[Document text Boundary: Start]
Most relationship books just explore one type of issue interfering with sex and intimacy. This book addresses all of them. For example, books written by psychologists explore psychological issues. Books written by medical doctors explore medical issues. And books written by porn stars share stories and strategies that most people aren't interested in reading about or modeling. This book is unique in that it explores all six areas that get in the way of having more—and better—relationship – better sex.
1) Personal issues like lost love, boredom, changes in interests, financial woes and a host of other things that make it difficult to live with that person who was once so special.
2) Behavioral issues have a tremendous effect on relationships. Behaviors change as we age and get more comfortable with our mates. These once hidden or newly gained behaviors can go far in enhancing or ruining your time together.
3) Physical issues become rather obvious as we age, with medical problems and physical limitations taking a toll. Everything from heart attacks to painful sex to erectile dysfunction can lead to failed sexual activity.
4) Psychological issues usually surface over the lifetime of a relationship. When looking back, red flags were often there, but missed since raging hormones clouded judgment. Irrational thinking allowed the problems to be ignored.
5) Hormonal issues are the big ones when it comes to sex, because if your hormones are running on empty, sex will be the last thing on your mind.
[Document text Boundary: End]
[Entries shown Boundary: Start]
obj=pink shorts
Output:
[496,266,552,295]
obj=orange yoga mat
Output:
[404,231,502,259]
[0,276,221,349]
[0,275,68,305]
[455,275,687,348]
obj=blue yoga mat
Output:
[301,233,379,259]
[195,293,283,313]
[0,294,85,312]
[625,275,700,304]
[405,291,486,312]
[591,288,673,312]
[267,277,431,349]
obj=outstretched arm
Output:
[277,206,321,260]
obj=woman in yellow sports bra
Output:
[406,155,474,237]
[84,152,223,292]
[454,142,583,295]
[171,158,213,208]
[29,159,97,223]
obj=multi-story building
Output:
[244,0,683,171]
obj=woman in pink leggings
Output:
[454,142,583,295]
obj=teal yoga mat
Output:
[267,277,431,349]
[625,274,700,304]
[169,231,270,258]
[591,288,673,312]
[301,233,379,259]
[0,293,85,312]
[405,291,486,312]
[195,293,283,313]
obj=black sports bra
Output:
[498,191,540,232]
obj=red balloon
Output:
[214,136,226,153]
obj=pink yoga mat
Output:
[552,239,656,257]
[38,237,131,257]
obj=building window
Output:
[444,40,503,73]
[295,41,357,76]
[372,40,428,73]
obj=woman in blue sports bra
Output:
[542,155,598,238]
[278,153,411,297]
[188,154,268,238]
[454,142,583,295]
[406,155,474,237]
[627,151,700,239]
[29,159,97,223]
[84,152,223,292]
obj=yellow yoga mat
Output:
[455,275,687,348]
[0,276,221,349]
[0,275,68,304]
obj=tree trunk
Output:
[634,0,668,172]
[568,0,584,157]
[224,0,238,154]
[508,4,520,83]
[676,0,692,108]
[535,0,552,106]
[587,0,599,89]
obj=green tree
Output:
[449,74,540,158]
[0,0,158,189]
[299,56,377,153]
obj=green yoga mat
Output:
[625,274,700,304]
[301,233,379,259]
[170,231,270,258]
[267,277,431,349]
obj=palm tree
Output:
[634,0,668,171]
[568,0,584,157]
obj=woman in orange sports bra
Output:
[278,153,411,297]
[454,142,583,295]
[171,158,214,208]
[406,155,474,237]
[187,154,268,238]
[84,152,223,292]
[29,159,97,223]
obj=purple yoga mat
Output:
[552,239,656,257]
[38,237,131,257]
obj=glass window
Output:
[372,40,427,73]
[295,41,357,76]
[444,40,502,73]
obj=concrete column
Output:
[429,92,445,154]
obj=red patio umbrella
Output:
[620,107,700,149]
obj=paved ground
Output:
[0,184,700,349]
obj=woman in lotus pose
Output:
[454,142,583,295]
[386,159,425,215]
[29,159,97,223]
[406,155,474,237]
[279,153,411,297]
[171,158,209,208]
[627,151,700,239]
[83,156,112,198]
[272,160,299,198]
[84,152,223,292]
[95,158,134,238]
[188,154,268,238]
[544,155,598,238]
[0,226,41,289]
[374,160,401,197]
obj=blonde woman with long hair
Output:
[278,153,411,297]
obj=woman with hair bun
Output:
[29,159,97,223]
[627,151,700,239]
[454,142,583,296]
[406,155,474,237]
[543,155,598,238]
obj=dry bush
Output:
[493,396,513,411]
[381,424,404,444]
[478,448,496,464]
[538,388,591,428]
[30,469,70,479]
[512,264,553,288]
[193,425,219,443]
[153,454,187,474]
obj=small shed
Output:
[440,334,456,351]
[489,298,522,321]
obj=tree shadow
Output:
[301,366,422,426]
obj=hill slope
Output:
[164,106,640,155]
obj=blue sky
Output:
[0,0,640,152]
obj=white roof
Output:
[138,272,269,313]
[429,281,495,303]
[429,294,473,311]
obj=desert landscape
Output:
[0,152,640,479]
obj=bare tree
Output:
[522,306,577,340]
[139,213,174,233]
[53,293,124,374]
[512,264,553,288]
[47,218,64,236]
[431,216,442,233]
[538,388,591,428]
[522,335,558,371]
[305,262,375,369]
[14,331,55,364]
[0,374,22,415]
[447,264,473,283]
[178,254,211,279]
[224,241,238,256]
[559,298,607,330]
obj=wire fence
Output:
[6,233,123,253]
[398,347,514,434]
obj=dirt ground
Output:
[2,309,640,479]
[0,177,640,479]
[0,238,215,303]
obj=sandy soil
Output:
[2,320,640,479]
[Entries shown Boundary: End]
**Work task 1:**
Edit the passage on relationship issues from "4) Psychological issues" up to and including "to be ignored.", replacing "raging hormones" with "youthful passion".
**Work task 2:**
Pick up the passage on relationship issues after its final sentence and keep writing.

**Expected answer 1:**
4) Psychological issues usually surface over the lifetime of a relationship. When looking back, red flags were often there, but missed since youthful passion clouded judgment. Irrational thinking allowed the problems to be ignored.

**Expected answer 2:**
6) Combined issues are the more likely cause of relationship and sexual problems as they usually comprise two or more of the troubles noted above.
Unlike other books, this one also won't make you feel like you're taking a trip to a therapist, doctor, or X-rated movie. It's less about technique or childhood issues and more about the unexpected and not-so-unexpected things that lead to less sex and—ultimately—no sex. This book reveals how to identify, fix, and avoid them, so you and your partner can get to a place of more profound satisfaction and bliss.
Since sexual problems are one of the main reasons couples split up, and since the average age for divorce is forty-five, this book is aimed at readers forty and over. Baby Boomers aged sixty and older are now divorcing at rates higher than any other group. This book can make a difference, whether you're in a broken relationship or one that's heaven-sent. Every person can make their sex life more satisfying. And, if your relationship is seriously dysfunctional, this book might help you avoid divorce.